Requirement: Output each line of the listing below as a numbered list, skipping any blank lines.

Given information:
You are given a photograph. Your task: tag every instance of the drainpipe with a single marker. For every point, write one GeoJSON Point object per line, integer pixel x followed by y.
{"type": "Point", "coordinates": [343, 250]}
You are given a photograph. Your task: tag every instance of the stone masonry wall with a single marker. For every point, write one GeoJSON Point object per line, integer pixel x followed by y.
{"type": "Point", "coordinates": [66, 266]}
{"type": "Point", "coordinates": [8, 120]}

Task response:
1. You are given a photograph. Your task: tag every instance of the drainpipe with a single marker. For every point, write one GeoJSON Point object per line, integer pixel x followed by y.
2. {"type": "Point", "coordinates": [343, 250]}
3. You are given a photograph. Your task: tag every instance of the stone masonry wall with a single marker. For every point, write one GeoJSON Point object per line, integer pixel x followed by y.
4. {"type": "Point", "coordinates": [66, 266]}
5. {"type": "Point", "coordinates": [8, 120]}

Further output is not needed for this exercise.